**What the exercise asks**: The records below are to be transcribed in full, exactly as given.

┏━━

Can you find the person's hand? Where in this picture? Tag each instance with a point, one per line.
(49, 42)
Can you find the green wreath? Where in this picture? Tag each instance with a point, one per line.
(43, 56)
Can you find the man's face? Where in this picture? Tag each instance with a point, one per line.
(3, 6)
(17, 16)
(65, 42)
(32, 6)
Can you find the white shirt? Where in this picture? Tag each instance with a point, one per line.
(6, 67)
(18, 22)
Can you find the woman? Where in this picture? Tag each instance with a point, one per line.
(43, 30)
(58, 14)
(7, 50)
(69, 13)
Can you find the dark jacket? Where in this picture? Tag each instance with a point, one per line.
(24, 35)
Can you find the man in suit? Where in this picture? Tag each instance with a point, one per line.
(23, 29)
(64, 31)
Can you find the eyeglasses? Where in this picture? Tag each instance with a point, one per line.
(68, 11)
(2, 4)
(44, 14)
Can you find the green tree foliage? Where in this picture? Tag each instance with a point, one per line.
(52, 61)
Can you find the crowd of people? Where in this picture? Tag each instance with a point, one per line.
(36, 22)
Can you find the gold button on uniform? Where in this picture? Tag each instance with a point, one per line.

┗━━

**Output**:
Can you find the person's hand? Where in this picture? Tag each instance with a point, one per line.
(49, 42)
Can you find the green wreath? Where in this picture? Tag each instance with a point, one per line.
(43, 56)
Can you find the man's face? Where in this picture? Tag each instance with a point, one per line.
(3, 6)
(17, 16)
(65, 42)
(32, 6)
Can you find the white shirt? Where in this picture? Tag each instance with a point, one per line.
(6, 67)
(18, 22)
Can you find the woman? Where in this picture? Tag each instance with a point, one per line.
(43, 30)
(58, 14)
(7, 50)
(69, 13)
Can you find the dark jacket? Where in this picture? Tag each instance with a point, one per line.
(24, 35)
Can you find the man in suit? Where in this picture? Tag each instance with a point, one per line.
(23, 29)
(64, 31)
Can you find the eyeglasses? Where in this picture? Tag each instance with a point, one per line.
(68, 11)
(2, 4)
(44, 14)
Can you find the green tree foliage? Where in this picture? Tag each instance with a point, one per line.
(52, 61)
Can you find the crowd of people? Where in this picture? Tag each instance with a point, one per line.
(36, 22)
Can you find the gold button on uniform? Where in this picture? Tag each instance with a point, one per line.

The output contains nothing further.